## GIVEN PROBLEM
Express the entries from the line containing "plate rim — bbox?" through the line containing "top-left (58, 0), bottom-right (213, 115)" as a JSON list of strings, one string per line, with blank lines omitted.

## RECORDED DATA
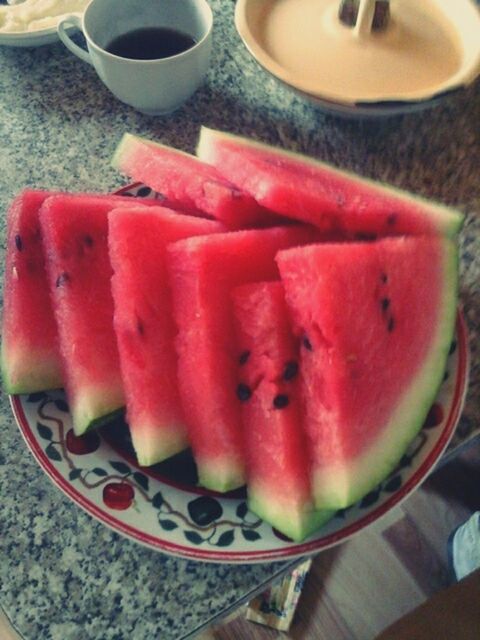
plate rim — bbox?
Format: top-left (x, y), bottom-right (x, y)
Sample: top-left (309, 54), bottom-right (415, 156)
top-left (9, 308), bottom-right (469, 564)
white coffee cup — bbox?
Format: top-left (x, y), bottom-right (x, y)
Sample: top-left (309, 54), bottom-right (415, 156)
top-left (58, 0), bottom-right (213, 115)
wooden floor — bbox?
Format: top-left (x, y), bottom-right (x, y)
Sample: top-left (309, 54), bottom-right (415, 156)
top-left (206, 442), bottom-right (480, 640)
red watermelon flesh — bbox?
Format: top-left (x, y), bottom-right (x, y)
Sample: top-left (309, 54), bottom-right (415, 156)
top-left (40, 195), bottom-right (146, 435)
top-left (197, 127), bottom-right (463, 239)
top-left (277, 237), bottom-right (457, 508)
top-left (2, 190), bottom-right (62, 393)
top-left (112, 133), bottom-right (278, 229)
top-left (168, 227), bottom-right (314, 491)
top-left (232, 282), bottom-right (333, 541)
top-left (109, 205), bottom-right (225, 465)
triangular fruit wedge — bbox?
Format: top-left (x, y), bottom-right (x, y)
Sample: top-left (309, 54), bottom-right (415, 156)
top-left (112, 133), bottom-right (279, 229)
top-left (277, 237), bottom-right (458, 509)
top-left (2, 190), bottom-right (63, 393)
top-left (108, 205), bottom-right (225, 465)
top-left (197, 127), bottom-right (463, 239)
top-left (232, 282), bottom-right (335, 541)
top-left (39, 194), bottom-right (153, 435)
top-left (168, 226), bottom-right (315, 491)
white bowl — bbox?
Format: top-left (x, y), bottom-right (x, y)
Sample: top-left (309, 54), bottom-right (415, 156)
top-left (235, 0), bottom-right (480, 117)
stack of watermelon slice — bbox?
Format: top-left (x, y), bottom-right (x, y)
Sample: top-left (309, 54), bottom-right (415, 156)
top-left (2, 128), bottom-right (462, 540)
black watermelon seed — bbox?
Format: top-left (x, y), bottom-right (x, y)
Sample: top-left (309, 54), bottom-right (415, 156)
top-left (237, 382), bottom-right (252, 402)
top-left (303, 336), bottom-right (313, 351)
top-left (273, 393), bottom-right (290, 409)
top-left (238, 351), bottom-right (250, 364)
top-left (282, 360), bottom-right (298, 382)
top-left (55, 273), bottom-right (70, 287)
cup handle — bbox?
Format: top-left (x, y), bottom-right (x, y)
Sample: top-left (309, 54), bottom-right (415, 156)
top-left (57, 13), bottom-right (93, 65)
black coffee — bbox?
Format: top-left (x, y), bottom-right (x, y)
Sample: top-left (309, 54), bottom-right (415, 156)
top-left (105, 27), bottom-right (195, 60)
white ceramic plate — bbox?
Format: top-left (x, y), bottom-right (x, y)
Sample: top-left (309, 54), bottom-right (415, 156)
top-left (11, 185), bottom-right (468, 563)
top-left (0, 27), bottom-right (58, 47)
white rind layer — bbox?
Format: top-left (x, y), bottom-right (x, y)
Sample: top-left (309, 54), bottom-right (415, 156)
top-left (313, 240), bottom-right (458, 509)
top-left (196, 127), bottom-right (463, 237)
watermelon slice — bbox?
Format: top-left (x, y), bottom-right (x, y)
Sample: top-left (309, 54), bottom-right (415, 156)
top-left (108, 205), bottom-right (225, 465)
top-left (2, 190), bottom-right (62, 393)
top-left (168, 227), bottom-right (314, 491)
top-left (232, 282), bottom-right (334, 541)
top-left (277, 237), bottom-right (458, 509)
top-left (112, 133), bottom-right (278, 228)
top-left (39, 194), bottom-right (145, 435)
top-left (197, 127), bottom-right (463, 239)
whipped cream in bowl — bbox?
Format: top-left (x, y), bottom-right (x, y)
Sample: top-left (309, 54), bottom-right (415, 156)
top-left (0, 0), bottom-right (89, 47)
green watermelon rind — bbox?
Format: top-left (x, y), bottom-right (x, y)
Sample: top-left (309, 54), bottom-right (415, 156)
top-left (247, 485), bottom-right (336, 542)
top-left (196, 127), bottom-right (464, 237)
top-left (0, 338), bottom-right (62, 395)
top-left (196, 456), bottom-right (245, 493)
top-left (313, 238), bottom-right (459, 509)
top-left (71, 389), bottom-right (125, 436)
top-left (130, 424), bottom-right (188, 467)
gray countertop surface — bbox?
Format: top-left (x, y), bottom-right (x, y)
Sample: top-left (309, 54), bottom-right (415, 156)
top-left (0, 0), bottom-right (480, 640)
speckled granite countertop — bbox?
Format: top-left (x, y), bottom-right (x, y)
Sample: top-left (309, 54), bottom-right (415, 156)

...

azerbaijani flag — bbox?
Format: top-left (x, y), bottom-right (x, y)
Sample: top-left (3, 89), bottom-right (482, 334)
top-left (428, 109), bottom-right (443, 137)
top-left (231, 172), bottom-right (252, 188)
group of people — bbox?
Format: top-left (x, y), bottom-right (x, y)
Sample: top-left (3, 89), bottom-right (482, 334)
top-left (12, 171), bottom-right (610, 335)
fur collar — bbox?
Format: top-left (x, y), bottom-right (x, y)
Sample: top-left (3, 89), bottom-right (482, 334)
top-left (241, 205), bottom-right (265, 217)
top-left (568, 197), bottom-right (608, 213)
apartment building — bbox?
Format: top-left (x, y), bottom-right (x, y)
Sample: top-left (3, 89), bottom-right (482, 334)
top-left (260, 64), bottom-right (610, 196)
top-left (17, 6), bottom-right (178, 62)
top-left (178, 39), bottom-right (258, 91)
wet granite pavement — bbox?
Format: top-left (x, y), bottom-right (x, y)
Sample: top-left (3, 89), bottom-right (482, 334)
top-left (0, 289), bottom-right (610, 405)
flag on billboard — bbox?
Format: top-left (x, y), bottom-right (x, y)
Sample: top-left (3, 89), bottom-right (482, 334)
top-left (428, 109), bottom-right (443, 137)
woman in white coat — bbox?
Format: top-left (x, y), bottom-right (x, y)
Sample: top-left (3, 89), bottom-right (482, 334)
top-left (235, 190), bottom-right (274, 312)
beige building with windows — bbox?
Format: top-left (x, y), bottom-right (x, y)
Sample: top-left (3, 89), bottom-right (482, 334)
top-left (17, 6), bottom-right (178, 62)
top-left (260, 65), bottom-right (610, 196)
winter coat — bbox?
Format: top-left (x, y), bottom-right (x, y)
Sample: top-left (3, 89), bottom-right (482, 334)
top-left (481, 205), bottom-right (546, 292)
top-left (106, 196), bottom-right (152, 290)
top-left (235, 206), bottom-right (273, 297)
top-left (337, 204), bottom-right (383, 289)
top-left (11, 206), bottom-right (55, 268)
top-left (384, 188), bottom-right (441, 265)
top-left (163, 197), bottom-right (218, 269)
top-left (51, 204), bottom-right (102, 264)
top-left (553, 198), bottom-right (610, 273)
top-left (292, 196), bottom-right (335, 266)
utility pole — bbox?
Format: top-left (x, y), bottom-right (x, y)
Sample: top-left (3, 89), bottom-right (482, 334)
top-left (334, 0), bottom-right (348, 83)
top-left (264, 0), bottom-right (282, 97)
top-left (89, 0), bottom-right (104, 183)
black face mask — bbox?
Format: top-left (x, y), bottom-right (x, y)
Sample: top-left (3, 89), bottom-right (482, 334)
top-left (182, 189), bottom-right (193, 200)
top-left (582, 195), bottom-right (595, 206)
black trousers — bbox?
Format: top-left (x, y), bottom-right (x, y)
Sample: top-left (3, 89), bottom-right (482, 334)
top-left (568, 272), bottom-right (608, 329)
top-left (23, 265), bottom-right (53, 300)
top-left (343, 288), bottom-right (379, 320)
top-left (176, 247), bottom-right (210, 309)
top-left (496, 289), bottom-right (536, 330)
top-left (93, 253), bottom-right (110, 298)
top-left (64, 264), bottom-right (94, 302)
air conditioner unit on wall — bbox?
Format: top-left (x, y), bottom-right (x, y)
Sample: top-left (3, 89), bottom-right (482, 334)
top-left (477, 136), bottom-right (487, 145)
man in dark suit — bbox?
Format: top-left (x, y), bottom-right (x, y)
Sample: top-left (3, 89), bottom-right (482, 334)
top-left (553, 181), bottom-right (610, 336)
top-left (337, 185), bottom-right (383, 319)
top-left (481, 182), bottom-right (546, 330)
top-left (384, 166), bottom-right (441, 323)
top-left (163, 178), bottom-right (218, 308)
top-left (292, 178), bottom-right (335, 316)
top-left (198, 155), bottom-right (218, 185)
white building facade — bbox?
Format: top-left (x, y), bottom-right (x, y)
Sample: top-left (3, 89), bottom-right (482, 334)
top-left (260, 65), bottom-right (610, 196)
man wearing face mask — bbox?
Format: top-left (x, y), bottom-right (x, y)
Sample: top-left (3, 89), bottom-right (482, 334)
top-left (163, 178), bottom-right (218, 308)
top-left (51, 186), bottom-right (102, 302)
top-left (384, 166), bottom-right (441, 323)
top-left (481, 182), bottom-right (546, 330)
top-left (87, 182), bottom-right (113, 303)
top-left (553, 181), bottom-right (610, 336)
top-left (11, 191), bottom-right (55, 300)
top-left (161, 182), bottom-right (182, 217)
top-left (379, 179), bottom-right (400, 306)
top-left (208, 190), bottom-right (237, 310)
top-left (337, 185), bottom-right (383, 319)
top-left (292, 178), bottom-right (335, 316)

...

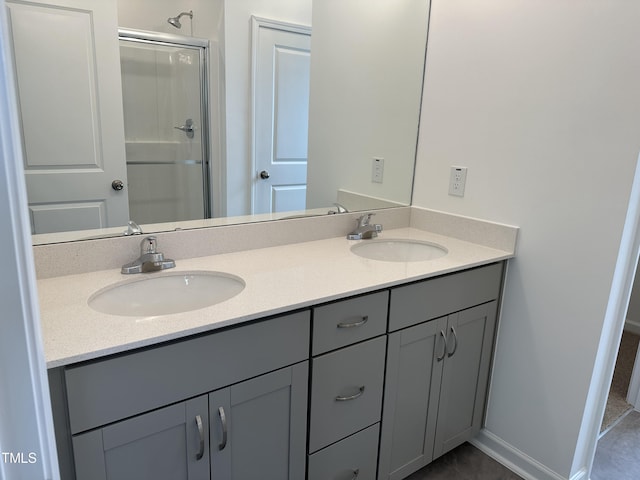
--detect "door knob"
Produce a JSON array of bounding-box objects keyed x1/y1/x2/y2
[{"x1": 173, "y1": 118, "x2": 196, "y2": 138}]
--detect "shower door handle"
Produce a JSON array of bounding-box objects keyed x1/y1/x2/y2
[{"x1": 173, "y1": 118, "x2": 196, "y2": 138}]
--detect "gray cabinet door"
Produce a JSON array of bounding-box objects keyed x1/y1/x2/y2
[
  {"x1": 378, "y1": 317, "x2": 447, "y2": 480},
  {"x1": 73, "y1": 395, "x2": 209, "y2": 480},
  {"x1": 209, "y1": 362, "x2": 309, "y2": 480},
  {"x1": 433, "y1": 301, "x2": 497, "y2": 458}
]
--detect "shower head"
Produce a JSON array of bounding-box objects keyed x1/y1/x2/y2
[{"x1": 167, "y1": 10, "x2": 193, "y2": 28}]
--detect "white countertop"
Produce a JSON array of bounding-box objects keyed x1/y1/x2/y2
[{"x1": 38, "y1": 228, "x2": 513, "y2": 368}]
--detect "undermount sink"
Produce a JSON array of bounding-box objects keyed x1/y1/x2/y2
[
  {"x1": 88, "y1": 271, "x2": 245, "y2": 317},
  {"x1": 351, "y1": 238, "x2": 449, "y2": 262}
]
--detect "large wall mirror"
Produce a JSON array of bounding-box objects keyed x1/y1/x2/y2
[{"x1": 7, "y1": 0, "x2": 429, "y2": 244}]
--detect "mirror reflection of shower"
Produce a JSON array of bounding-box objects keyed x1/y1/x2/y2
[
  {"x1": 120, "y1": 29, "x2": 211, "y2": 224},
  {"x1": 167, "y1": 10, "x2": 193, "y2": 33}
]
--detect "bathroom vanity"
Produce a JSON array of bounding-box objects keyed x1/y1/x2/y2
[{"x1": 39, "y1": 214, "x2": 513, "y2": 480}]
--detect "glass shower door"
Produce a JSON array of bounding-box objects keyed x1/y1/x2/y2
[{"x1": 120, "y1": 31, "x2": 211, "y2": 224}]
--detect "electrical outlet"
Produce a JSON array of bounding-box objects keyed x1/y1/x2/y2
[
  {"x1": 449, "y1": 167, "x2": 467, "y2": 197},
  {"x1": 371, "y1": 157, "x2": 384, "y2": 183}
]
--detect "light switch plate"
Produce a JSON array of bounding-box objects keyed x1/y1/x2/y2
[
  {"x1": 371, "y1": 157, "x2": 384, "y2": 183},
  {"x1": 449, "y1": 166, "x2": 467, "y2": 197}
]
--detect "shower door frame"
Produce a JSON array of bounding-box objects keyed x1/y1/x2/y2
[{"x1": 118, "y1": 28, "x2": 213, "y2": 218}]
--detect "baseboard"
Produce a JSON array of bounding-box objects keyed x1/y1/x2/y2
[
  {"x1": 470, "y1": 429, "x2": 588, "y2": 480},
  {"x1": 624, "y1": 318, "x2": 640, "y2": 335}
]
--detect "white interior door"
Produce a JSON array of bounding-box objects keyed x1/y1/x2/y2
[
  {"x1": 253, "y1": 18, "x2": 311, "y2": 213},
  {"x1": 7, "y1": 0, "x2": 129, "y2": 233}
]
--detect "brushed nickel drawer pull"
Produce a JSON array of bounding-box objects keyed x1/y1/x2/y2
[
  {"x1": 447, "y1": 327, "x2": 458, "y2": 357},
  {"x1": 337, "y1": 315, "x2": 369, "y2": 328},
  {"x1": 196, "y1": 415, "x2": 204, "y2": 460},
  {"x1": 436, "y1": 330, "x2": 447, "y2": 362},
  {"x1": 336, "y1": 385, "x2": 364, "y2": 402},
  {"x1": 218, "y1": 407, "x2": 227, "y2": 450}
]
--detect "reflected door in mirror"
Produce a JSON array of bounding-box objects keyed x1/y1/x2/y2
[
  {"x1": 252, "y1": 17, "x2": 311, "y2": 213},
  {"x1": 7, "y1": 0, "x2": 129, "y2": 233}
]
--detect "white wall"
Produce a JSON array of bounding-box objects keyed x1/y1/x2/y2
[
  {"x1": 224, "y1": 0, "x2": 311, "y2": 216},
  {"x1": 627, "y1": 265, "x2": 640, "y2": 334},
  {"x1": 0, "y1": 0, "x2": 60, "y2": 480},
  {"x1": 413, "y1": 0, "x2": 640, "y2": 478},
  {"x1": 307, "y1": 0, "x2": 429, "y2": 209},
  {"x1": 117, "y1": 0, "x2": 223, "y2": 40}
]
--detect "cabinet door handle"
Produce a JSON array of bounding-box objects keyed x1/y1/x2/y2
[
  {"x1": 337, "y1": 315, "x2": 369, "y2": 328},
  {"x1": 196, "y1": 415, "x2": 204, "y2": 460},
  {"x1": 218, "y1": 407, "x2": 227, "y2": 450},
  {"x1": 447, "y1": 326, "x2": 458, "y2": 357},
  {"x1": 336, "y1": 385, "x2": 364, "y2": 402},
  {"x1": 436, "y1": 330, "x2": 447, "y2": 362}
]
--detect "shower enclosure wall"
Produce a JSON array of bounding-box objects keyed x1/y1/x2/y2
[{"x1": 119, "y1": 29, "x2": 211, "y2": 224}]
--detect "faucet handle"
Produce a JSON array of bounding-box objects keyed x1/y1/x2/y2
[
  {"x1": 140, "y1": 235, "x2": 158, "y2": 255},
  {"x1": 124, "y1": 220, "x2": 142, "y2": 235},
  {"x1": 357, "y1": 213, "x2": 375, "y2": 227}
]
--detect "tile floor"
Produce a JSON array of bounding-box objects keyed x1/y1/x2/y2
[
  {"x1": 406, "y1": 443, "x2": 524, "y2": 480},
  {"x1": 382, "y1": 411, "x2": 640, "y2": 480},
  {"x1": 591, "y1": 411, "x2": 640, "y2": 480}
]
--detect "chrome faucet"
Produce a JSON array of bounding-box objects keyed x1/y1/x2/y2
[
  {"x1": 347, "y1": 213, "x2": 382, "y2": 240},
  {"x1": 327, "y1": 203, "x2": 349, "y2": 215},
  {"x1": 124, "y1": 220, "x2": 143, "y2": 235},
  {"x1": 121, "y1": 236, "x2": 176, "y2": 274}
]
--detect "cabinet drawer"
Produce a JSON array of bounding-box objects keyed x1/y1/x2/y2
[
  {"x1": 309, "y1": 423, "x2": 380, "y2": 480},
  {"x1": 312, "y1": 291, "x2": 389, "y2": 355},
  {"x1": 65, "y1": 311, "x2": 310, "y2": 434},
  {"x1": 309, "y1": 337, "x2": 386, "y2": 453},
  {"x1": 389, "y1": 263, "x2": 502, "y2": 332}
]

## RESULT FOR THIS TASK
[
  "plate rim — bbox?",
  "Format: top-left (x, y), bottom-right (x, y)",
  "Sample: top-left (309, 54), bottom-right (415, 156)",
  "top-left (9, 308), bottom-right (469, 564)",
  "white coffee cup — bbox?",
  "Format: top-left (x, y), bottom-right (x, y)",
  "Sample: top-left (309, 54), bottom-right (415, 156)",
  "top-left (58, 0), bottom-right (213, 115)"
]